> [Request] Your task is to retype each line of the data below exactly.

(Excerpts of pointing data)
####################

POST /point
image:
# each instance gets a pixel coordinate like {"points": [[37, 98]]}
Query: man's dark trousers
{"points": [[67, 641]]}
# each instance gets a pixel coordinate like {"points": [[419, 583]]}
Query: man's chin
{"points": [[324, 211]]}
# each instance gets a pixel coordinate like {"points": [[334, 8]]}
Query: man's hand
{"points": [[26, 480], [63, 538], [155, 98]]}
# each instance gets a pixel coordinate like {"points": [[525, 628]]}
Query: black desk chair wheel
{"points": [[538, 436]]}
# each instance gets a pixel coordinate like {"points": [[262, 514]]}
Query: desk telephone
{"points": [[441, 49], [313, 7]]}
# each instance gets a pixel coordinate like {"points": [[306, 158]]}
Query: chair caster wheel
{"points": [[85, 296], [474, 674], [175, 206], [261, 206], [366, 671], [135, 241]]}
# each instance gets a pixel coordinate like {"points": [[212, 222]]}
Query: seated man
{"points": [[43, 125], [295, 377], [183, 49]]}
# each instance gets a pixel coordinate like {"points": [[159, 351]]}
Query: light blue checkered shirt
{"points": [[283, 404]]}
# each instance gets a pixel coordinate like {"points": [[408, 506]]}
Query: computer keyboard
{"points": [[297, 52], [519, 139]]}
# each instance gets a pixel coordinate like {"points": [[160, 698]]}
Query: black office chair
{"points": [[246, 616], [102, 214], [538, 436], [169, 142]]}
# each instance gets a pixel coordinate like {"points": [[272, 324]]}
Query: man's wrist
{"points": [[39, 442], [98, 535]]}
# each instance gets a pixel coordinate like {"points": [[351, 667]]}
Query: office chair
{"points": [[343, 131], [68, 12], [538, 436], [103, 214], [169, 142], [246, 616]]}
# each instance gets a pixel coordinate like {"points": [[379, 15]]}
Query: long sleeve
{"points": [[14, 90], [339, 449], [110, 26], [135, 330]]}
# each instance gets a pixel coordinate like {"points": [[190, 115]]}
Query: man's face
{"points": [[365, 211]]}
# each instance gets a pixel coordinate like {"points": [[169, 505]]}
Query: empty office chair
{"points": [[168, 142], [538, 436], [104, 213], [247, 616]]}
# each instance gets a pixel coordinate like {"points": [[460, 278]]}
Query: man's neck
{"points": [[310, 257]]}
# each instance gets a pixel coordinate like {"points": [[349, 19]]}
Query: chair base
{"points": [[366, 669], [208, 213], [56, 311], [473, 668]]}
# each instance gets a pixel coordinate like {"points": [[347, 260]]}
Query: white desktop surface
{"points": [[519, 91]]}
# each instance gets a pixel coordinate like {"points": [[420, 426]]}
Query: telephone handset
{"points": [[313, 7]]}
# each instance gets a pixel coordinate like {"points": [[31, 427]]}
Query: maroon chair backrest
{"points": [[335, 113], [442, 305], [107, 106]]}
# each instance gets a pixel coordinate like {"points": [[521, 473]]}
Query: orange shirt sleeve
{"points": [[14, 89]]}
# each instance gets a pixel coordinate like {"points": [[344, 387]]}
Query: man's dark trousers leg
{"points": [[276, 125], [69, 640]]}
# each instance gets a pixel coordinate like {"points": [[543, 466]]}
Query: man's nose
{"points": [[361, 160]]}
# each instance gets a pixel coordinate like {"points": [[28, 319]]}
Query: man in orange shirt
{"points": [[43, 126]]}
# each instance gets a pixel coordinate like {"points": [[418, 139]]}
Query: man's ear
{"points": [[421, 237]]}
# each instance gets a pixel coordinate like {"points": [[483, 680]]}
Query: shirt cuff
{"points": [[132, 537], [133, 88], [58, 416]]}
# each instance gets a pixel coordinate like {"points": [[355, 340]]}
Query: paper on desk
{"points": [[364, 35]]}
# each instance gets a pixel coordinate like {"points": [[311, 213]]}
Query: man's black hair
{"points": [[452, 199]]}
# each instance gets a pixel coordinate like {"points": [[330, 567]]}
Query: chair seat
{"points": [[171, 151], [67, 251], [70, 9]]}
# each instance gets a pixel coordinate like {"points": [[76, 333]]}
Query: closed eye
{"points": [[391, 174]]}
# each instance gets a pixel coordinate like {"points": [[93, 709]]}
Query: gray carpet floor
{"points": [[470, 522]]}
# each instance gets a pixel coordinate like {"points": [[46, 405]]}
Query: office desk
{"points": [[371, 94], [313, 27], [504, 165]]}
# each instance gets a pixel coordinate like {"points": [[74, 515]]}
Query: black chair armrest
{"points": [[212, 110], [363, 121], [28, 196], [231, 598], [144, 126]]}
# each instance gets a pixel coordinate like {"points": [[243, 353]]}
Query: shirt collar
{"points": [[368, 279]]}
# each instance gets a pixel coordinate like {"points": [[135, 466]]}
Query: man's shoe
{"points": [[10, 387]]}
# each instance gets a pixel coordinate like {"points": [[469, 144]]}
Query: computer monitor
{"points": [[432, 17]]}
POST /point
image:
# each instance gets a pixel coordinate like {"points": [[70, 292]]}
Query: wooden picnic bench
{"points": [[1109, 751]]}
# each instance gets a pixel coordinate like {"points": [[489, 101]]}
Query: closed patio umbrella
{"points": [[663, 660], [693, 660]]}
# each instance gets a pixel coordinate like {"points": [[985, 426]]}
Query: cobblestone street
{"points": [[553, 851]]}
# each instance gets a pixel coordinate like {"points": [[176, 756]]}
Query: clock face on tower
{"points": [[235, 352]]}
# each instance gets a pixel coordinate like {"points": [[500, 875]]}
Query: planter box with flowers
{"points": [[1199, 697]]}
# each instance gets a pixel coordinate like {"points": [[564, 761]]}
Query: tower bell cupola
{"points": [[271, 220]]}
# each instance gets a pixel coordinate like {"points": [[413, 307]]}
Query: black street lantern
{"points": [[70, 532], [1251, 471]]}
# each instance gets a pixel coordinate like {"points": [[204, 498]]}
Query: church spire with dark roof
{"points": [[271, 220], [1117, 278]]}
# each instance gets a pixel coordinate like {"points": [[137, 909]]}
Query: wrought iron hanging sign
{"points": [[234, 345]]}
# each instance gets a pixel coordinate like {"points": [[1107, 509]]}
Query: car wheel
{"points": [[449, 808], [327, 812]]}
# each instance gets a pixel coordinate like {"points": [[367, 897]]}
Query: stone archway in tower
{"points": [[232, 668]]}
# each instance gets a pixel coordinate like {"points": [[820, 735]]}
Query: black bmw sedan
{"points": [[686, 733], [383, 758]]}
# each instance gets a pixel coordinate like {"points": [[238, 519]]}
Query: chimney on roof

####################

> [Solved exercise]
POST /point
image:
# each instance gets a pixel coordinate like {"points": [[37, 98]]}
Query: man's dark trousers
{"points": [[67, 641]]}
# each instance gets a pixel coordinate like {"points": [[419, 583]]}
Query: man's chin
{"points": [[324, 211]]}
# each instance gets a pixel coordinate like {"points": [[334, 8]]}
Query: man's hand
{"points": [[26, 480], [63, 538], [155, 98]]}
# each instance gets a pixel coordinate like {"points": [[525, 628]]}
Query: black desk chair wheel
{"points": [[538, 436]]}
# each instance gets a pixel coordinate like {"points": [[262, 514]]}
Query: desk telephone
{"points": [[441, 49], [313, 7]]}
# each instance gets a pixel coordinate like {"points": [[306, 158]]}
Query: chair caster wheel
{"points": [[85, 296], [474, 674], [175, 206], [261, 206], [366, 671], [135, 241]]}
# each instance gets a pixel coordinate like {"points": [[212, 222]]}
Query: seated man
{"points": [[43, 125], [295, 377], [183, 49]]}
# each instance gets a pixel coordinate like {"points": [[159, 351]]}
Query: light blue checkered shirt
{"points": [[283, 404]]}
# each instance gets a pixel coordinate like {"points": [[408, 506]]}
Query: computer keyboard
{"points": [[297, 52], [519, 139]]}
# each instance gets a pixel coordinate like {"points": [[160, 698]]}
Query: black office chair
{"points": [[246, 616], [102, 214], [538, 436], [169, 142]]}
# each instance gets a pixel coordinate like {"points": [[272, 324]]}
Query: man's wrist
{"points": [[39, 442], [98, 535]]}
# each instance gets a pixel coordinate like {"points": [[351, 667]]}
Query: office chair
{"points": [[343, 131], [68, 12], [538, 436], [103, 214], [169, 142], [246, 616]]}
# each instance gets a pixel coordinate like {"points": [[379, 15]]}
Query: long sleeve
{"points": [[14, 90], [339, 449], [110, 26], [135, 330]]}
# each instance gets a pixel coordinate like {"points": [[190, 115]]}
Query: man's face
{"points": [[365, 211]]}
# each instance gets a pixel coordinate like {"points": [[169, 505]]}
Query: empty office chair
{"points": [[168, 142], [538, 436], [104, 213], [247, 616]]}
# each instance gets a pixel coordinate like {"points": [[460, 278]]}
Query: man's neck
{"points": [[310, 257]]}
# each instance gets a pixel coordinate like {"points": [[349, 19]]}
Query: chair base
{"points": [[366, 669], [208, 213], [56, 311], [473, 668]]}
# each instance gets a pixel coordinate like {"points": [[347, 260]]}
Query: white desktop surface
{"points": [[519, 91]]}
# each instance gets a pixel coordinate like {"points": [[420, 426]]}
Query: telephone handset
{"points": [[313, 7]]}
# each instance gets a pixel coordinate like {"points": [[31, 427]]}
Query: maroon chair backrest
{"points": [[335, 113], [442, 305], [107, 106]]}
# each instance gets a pixel coordinate like {"points": [[521, 473]]}
Query: orange shirt sleeve
{"points": [[14, 89]]}
# each instance gets a pixel coordinate like {"points": [[344, 387]]}
Query: man's dark trousers leg
{"points": [[276, 125], [69, 640]]}
# each instance gets a pixel coordinate like {"points": [[543, 466]]}
Query: man's nose
{"points": [[361, 160]]}
# each instance gets a pixel coordinate like {"points": [[28, 319]]}
Query: man in orange shirt
{"points": [[43, 126]]}
# each instance gets a pixel coordinate like {"points": [[418, 139]]}
Query: man's ear
{"points": [[421, 237]]}
# each instance gets a pixel coordinate like {"points": [[483, 680]]}
Query: shirt cuff
{"points": [[132, 537], [133, 88], [58, 416]]}
# each instance gets a pixel coordinate like {"points": [[355, 340]]}
Query: paper on desk
{"points": [[364, 35]]}
# each instance gets a pixel coordinate like {"points": [[311, 213]]}
Query: man's black hair
{"points": [[452, 199]]}
# each instance gets a pixel coordinate like {"points": [[330, 567]]}
Query: chair seat
{"points": [[171, 151], [67, 251], [70, 9]]}
# each instance gets a pixel coordinate like {"points": [[76, 333]]}
Query: closed eye
{"points": [[391, 174]]}
# each instance gets a pixel coordinate like {"points": [[93, 709]]}
Query: gray carpet floor
{"points": [[470, 522]]}
# each instance gets a pixel coordinate like {"points": [[46, 405]]}
Query: office desk
{"points": [[371, 94], [313, 27], [504, 165]]}
# each instance gets a pixel coordinate like {"points": [[74, 515]]}
Query: black chair armrest
{"points": [[212, 110], [363, 121], [28, 196], [231, 598], [144, 126]]}
# each instance gets a pixel coordinate like {"points": [[243, 353]]}
Query: shirt collar
{"points": [[368, 279]]}
# each instance gets a pixel coordinate like {"points": [[135, 466]]}
Query: man's shoe
{"points": [[10, 387]]}
# each instance gets a pixel coordinate like {"points": [[469, 144]]}
Query: computer monitor
{"points": [[432, 17]]}
POST /point
image:
# each instance gets a pixel coordinate like {"points": [[70, 292]]}
Query: wooden picnic bench
{"points": [[1109, 751]]}
# each instance gets a pixel coordinate like {"points": [[489, 101]]}
Query: closed patio umbrella
{"points": [[663, 660], [693, 660]]}
# each instance gets a pixel coordinate like {"points": [[985, 426]]}
Query: cobblestone street
{"points": [[553, 851]]}
# each instance gets a pixel coordinate like {"points": [[176, 756]]}
Query: clock face on tower
{"points": [[235, 352]]}
# each instance gets a pixel coordinate like {"points": [[500, 875]]}
Query: planter box with flowers
{"points": [[1199, 697]]}
# each instance gets a pixel coordinate like {"points": [[564, 761]]}
Query: tower bell cupola
{"points": [[271, 220]]}
# each instance gets a pixel coordinate like {"points": [[413, 307]]}
Query: black street lantern
{"points": [[70, 532], [1251, 471]]}
# each instance gets a pixel coordinate like {"points": [[204, 498]]}
Query: church spire with dark roof
{"points": [[271, 220], [1117, 278]]}
# each instance gets a pixel coordinate like {"points": [[137, 909]]}
Query: wrought iron hanging sign
{"points": [[234, 345]]}
# each instance gets a pixel coordinate like {"points": [[1107, 509]]}
Query: car wheel
{"points": [[449, 808], [327, 812]]}
# each instance gets a pixel coordinate like {"points": [[367, 897]]}
Query: stone archway in tower
{"points": [[232, 668]]}
# each instance gets a pixel coordinate like {"points": [[820, 735]]}
Query: black bmw sedan
{"points": [[686, 733], [383, 758]]}
# each instance gets a pixel coordinate like {"points": [[238, 519]]}
Query: chimney on roof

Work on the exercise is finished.